Despite reporting improved results for 2014, the Swiss Rail Group (CFF/SBB/FFS) was heavily dependent on government support. Revenues increased by CHF 223 million to CHF 8,542 million, however this revenue figure includes CHF 2,249 million of public money.
Net profits at CHF 373 million were up 57% on 2013 including the CHF 2,249 million government subsidy without which the Group would have lost nearly CHF 1.9 billion.
CHF 1,637 million of this public support covered infrastructure expenses, CHF 587 million was a subsidy to defray the costs of transporting rail passengers and the remaining CHF 25 million supported the freight business. CHF 328 million of the financial assistance came from the cantons and CHF 1,921 million from the Swiss federal government.
The 2014 subsidy came to an average of CHF 276 per Swiss resident, which seems steep. But is this so bad? If you are a regular member of the 1.18 million daily travellers, the average per-trip cost of the subsidy could boil down to around one franc per journey.

**Extracted records**:
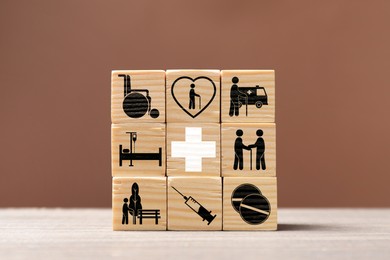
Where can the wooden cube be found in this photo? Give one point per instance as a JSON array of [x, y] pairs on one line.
[[137, 96], [138, 149], [194, 203], [248, 96], [193, 149], [139, 203], [193, 96], [248, 149], [249, 203]]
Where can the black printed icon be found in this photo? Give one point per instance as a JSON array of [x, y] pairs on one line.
[[134, 208], [239, 147], [193, 110], [192, 98], [131, 155], [197, 208], [239, 96], [137, 102], [253, 207]]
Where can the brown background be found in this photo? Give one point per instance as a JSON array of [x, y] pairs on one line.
[[332, 61]]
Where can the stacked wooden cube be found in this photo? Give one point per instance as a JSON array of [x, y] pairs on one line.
[[193, 150]]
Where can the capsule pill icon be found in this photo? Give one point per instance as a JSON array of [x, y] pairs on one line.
[[253, 207]]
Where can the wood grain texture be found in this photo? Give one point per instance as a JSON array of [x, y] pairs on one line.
[[152, 80], [150, 137], [181, 91], [152, 191], [228, 137], [176, 165], [205, 190], [233, 220], [318, 233], [248, 78]]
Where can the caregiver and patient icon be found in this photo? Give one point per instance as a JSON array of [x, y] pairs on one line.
[[239, 147]]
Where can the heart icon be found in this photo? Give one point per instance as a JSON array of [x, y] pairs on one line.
[[193, 95]]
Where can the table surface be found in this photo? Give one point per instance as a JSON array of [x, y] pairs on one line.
[[303, 233]]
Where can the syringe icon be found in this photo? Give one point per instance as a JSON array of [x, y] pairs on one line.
[[197, 208]]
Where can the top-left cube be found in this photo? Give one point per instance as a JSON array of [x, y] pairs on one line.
[[137, 96]]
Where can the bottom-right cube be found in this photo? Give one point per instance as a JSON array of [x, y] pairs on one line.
[[249, 203]]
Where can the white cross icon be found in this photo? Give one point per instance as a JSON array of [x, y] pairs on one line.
[[193, 149]]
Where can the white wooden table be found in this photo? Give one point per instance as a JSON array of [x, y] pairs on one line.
[[303, 233]]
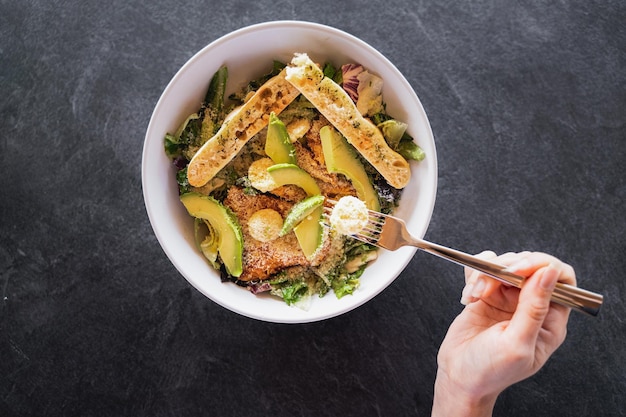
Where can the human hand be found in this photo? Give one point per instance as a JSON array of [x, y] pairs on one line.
[[503, 335]]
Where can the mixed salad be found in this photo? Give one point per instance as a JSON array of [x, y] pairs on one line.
[[258, 217]]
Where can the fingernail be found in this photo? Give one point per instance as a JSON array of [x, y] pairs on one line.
[[466, 295], [479, 287]]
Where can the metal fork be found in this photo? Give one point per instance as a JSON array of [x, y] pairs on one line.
[[391, 233]]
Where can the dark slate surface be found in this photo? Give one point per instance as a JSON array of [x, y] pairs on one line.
[[527, 105]]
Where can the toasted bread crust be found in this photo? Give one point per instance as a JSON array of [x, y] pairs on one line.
[[337, 106], [273, 96]]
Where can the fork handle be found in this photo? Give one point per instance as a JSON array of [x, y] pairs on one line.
[[568, 295]]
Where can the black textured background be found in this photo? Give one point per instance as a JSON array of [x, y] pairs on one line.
[[527, 105]]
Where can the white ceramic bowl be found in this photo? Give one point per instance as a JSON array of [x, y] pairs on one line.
[[249, 52]]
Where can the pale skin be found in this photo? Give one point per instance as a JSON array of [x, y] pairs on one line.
[[503, 335]]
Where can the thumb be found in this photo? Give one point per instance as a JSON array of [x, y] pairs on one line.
[[534, 304]]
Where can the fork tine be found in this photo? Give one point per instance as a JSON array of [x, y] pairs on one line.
[[369, 234]]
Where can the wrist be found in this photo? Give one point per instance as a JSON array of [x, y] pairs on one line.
[[453, 399]]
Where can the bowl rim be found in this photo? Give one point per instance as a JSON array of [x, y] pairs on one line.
[[294, 25]]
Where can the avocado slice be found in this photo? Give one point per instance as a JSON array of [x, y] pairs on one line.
[[300, 211], [284, 174], [309, 231], [341, 159], [224, 223], [278, 145]]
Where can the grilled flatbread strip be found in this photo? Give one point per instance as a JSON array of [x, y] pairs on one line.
[[334, 103], [241, 126]]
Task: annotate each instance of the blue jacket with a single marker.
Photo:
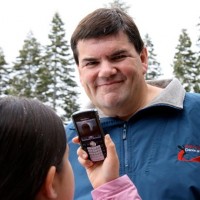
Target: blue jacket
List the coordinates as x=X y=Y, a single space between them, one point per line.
x=158 y=147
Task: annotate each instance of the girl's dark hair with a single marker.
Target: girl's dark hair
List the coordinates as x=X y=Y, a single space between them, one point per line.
x=103 y=22
x=32 y=139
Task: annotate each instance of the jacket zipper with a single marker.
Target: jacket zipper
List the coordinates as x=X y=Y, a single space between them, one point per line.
x=125 y=147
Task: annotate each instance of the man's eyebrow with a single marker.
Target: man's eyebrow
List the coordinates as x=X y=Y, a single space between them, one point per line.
x=118 y=52
x=88 y=60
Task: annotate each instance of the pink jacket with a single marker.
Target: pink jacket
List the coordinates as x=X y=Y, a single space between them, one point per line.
x=120 y=188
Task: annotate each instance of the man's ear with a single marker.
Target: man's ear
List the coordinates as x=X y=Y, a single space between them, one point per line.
x=48 y=188
x=144 y=59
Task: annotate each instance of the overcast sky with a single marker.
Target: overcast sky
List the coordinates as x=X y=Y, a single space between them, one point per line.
x=162 y=20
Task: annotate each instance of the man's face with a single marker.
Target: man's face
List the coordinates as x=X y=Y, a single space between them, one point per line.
x=111 y=71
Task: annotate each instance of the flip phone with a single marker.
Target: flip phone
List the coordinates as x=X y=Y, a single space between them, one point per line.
x=90 y=133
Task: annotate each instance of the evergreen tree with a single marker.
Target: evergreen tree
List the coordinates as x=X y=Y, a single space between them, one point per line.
x=62 y=88
x=197 y=86
x=154 y=69
x=184 y=63
x=24 y=76
x=4 y=74
x=118 y=4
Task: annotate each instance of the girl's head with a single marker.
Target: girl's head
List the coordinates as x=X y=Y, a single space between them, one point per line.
x=33 y=152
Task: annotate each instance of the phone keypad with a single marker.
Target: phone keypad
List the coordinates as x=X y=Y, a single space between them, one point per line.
x=95 y=153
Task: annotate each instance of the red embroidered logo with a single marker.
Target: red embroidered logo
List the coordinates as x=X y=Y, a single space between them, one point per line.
x=189 y=153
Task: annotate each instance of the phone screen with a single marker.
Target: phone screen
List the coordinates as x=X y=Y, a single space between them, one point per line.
x=90 y=134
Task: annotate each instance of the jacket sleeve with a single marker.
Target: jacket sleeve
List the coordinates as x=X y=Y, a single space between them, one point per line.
x=120 y=188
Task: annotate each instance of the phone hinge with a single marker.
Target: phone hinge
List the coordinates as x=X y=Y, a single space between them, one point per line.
x=125 y=146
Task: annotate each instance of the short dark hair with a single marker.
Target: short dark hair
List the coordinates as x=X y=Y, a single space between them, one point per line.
x=32 y=139
x=103 y=22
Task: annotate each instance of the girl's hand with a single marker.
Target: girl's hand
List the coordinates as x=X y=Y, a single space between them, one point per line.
x=103 y=171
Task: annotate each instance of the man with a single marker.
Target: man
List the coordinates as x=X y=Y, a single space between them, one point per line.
x=151 y=123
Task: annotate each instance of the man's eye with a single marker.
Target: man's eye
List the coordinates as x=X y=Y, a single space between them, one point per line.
x=90 y=64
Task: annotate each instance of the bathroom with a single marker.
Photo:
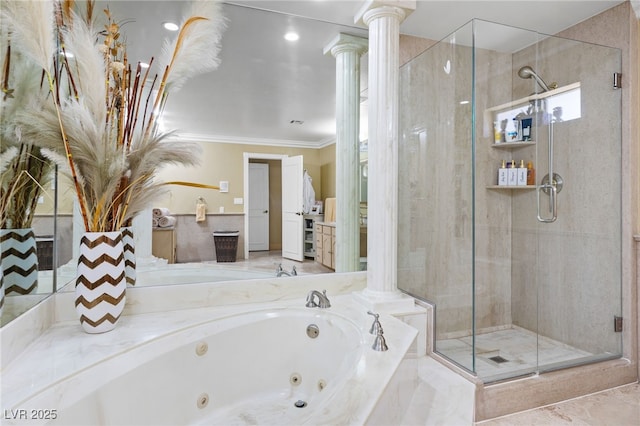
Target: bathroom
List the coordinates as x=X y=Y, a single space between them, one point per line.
x=626 y=344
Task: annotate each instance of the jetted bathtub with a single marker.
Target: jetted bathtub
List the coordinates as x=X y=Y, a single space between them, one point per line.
x=271 y=365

**Things to do**:
- A) In the passage on Swiss rail subsidies, copy the stretch from "The 2014 subsidy" through "franc per journey." and substitute "public support" for "subsidy".
- B) Translate this sentence from the Swiss rail subsidy passage into French: "CHF 328 million of the financial assistance came from the cantons and CHF 1,921 million from the Swiss federal government."

**Responses per task**:
- A)
The 2014 public support came to an average of CHF 276 per Swiss resident, which seems steep. But is this so bad? If you are a regular member of the 1.18 million daily travellers, the average per-trip cost of the public support could boil down to around one franc per journey.

- B) Sur l'aide financière, 328 millions de CHF provenaient des cantons et 1 921 millions de CHF du gouvernement fédéral suisse.